- Stored rows:
*****

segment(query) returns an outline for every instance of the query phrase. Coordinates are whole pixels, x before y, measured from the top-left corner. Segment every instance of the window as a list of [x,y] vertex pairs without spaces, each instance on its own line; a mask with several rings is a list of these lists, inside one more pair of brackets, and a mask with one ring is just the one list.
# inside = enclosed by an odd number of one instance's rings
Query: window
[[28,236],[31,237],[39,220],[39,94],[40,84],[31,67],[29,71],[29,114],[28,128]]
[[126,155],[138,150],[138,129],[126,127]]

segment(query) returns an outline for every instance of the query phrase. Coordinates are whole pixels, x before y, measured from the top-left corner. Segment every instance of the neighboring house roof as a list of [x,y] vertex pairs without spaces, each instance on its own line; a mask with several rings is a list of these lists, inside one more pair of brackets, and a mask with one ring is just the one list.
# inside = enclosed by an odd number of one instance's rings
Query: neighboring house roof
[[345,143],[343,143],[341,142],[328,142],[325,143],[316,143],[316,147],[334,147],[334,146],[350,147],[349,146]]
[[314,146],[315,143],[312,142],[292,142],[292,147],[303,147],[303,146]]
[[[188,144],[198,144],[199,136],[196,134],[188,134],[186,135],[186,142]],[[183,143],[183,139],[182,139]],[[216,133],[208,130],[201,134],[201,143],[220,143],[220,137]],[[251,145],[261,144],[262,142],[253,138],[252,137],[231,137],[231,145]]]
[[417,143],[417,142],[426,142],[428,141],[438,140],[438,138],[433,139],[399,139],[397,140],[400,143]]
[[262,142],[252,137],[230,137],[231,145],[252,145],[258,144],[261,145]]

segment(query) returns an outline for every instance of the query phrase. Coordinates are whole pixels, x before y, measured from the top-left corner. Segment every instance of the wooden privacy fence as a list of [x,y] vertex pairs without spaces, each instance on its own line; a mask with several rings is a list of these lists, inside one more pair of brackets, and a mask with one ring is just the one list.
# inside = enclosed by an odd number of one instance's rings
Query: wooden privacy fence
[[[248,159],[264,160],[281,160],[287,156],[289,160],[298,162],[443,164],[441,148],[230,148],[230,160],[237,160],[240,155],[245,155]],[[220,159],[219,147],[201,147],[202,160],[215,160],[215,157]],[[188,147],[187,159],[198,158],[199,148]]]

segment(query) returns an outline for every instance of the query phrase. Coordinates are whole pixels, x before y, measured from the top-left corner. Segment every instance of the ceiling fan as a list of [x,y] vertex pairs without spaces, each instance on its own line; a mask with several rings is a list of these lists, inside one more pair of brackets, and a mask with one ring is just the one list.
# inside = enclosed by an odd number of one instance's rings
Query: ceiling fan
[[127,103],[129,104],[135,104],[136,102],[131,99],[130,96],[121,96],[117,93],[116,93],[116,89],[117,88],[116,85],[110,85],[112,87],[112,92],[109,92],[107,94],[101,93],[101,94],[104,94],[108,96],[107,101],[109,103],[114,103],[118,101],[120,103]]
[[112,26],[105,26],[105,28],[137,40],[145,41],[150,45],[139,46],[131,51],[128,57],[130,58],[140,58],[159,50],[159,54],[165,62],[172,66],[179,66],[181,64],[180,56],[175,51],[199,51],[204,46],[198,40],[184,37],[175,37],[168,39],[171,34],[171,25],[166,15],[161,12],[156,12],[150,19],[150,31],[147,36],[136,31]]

*****

Reproduce the data above verbatim, every line from the first to the last, without changing anything.

- Response for this exercise:
segment(query) returns an outline for every instance of the query phrase. Coordinates are whole pixels, x before y, measured from the top-left corner. Segment every instance of the window as a list of [x,y] vertex pairs without spaces, each instance on its own line; a mask with several rings is a list of these lists, inside one more pair of brackets, and a mask with one ring is just the one list.
# inside = enclosed by an odd number of one instance's rings
Query: window
[[28,236],[31,237],[39,220],[39,94],[40,84],[31,67],[29,71],[29,114],[28,128]]
[[126,155],[138,150],[138,129],[126,127]]

segment(query) returns an outline for every instance of the query phrase. Coordinates are whole pixels, x before y, measured from the top-left corner. Segment every instance of the neighboring house roof as a list of [x,y] vertex pairs without spaces, each instance on its own line; a mask with several rings is a list of these lists, inside one more pair of brackets, and a mask with one ring is just the one list.
# inside = enclosed by an odd number of one instance's rings
Query: neighboring house roof
[[345,143],[343,143],[341,142],[328,142],[325,143],[316,143],[316,147],[334,147],[334,146],[350,147],[349,146]]
[[314,146],[315,143],[312,142],[292,142],[292,147],[303,147],[303,146]]
[[[188,144],[198,144],[199,136],[196,134],[188,134],[186,135],[186,142]],[[183,143],[183,139],[182,139]],[[216,133],[208,130],[201,134],[201,143],[220,143],[220,137]],[[251,145],[261,144],[262,142],[253,138],[252,137],[231,137],[231,145]]]
[[417,143],[417,142],[426,142],[428,141],[438,140],[438,138],[433,139],[399,139],[397,140],[400,143]]
[[262,142],[252,137],[230,137],[231,145],[252,145],[258,144],[261,145]]

segment(query) returns an outline for every instance of the query phrase. Coordinates are whole pixels, x before y, measured from the top-left corner. Segment every instance of the wooden privacy fence as a list of [x,y] vertex pairs without spaces, each instance on its own line; a mask with several rings is a list of these lists, inside one more pair of brackets, and a mask with one ring is just the one list.
# inside = enclosed by an odd number of one instance's rings
Query: wooden privacy fence
[[[248,159],[264,160],[281,160],[287,156],[289,160],[298,162],[443,164],[441,148],[230,148],[230,160],[237,160],[240,155],[245,155]],[[220,159],[219,147],[201,147],[202,160],[215,160],[215,157]],[[188,147],[187,159],[198,158],[199,148]]]

segment(query) returns an outline for every instance of the query phrase. Coordinates are whole pixels, x before y, measured from the top-left corner. Segment every instance of the ceiling fan as a list of [x,y] vertex pairs without spaces, each instance on its own line; a mask with several rings is a list of these lists, inside one more pair of brackets, and a mask with one ring is just the one list.
# inside = enclosed by an odd number of one instance's rings
Query: ceiling fan
[[127,103],[129,104],[135,104],[136,102],[131,99],[130,96],[121,96],[117,93],[116,93],[116,89],[117,88],[116,85],[110,85],[112,87],[112,92],[109,92],[107,94],[101,93],[101,94],[104,94],[108,96],[107,101],[109,103],[114,103],[118,101],[120,103]]
[[112,26],[105,26],[105,28],[137,40],[145,41],[150,45],[139,46],[131,51],[128,57],[130,58],[140,58],[159,50],[159,54],[165,62],[172,66],[179,66],[181,64],[180,56],[175,51],[199,51],[204,46],[198,40],[184,37],[175,37],[168,39],[171,34],[171,25],[166,15],[161,12],[156,12],[150,19],[150,31],[147,36],[136,31]]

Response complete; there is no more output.